Tugas Wajib:
- 1) Ulangi tanpa perubahan bagian teks tentang perjanjian ekstradisi antara "Realisasi perjanjian ini" dan "Darussalam, Kamis (19/09).", kedua ujungnya ikut disertakan.
- 2) Jawab pertanyaan berikut dari teks tentang perjanjian ekstradisi, dengan jawaban bertanda (a), (b), (c):
(a) Berapa hari setiap bulan Singapura ingin tentaranya bisa berlatih?
(b) Siapa yang ditemui Marzuki?
(c) Di mana pertemuan itu berlangsung?
- 3) Apakah tiap pernyataan berikut sesuai dengan teks tentang perjanjian ekstradisi? Jawab ya atau tidak, lalu kutip persis kata-kata penentunya dari teks.
(a) DPR sudah meratifikasi perjanjian ekstradisi.
(b) Singapura ingin memakai wilayah Indonesia untuk latihan perang.
(c) Ketentuan teknis latihan dipegang oleh Indonesia.

Teks yang Diberikan:
Dalam perjanjian ini seolah Singapura memberi angin segar bagi Indonesia untuk menangkap banyak koruptor yang bersarang di Negeri Singa itu. Tetapi perjanjian ini nyatanya hanya janji surga yang diberikan Singapura. Singapura menyertakan perjanjian pertahanan yang amat menguntungkan Singapura. Mereka ingin memakai wilayah Indonesia sebagai tempat latihan mereka perang.
Realisasi perjanjian ini menjadi kian jauh dari kenyataan. Sebab DPR tak kunjung meratifikasi perjanjian ini. Alasannya tak lain karena Singapura dinilai sewenang-wenang menyertakan perjanjian pertahanan dalam perjanjian ekstradisi tersebut. Betapa tidak, Singapura menginginkan tentaranya bisa berlatih selama 15 hari setiap bulan dengan ketentuan teknis dipegang oleh Singapura.
"Perjanjian ekstradisi tidak mendapatkan ratifikasi dari DPR karena perjanjian itu dikaitkan dengan perjanjian kerjasama pertahanan. Pada saat itu, DPR menolak banyak sekali wilayah-wilayah kita yang akan dipergunakan untuk latihan bersama antara Indonesia dengan Singapura," jelas Marzuki saat bertemu dengan Ketua Parlemen Singapura Halimah Yacob, usai Courtesy Call Presiden AIPA, di Bandar Seri Begawan, Brunei Darussalam, Kamis (19/09).

Cuplikan Data:
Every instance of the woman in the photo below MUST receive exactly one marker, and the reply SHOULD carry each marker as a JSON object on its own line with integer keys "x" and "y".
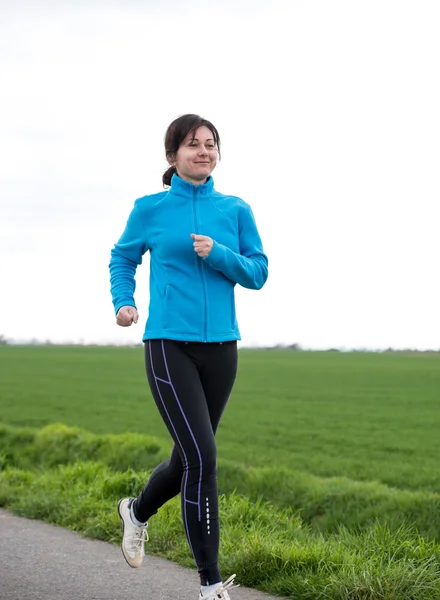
{"x": 202, "y": 243}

Hasil Akhir:
- 1)
Realisasi perjanjian ini menjadi kian jauh dari kenyataan. Sebab DPR tak kunjung meratifikasi perjanjian ini. Alasannya tak lain karena Singapura dinilai sewenang-wenang menyertakan perjanjian pertahanan dalam perjanjian ekstradisi tersebut. Betapa tidak, Singapura menginginkan tentaranya bisa berlatih selama 15 hari setiap bulan dengan ketentuan teknis dipegang oleh Singapura.
"Perjanjian ekstradisi tidak mendapatkan ratifikasi dari DPR karena perjanjian itu dikaitkan dengan perjanjian kerjasama pertahanan. Pada saat itu, DPR menolak banyak sekali wilayah-wilayah kita yang akan dipergunakan untuk latihan bersama antara Indonesia dengan Singapura," jelas Marzuki saat bertemu dengan Ketua Parlemen Singapura Halimah Yacob, usai Courtesy Call Presiden AIPA, di Bandar Seri Begawan, Brunei Darussalam, Kamis (19/09).

- 2)
(a) 15 hari.
(b) Ketua Parlemen Singapura Halimah Yacob.
(c) Di Bandar Seri Begawan, Brunei Darussalam.

- 3)
(a) Tidak: "DPR tak kunjung meratifikasi perjanjian ini."
(b) Ya: "Mereka ingin memakai wilayah Indonesia sebagai tempat latihan mereka perang."
(c) Tidak: "dengan ketentuan teknis dipegang oleh Singapura"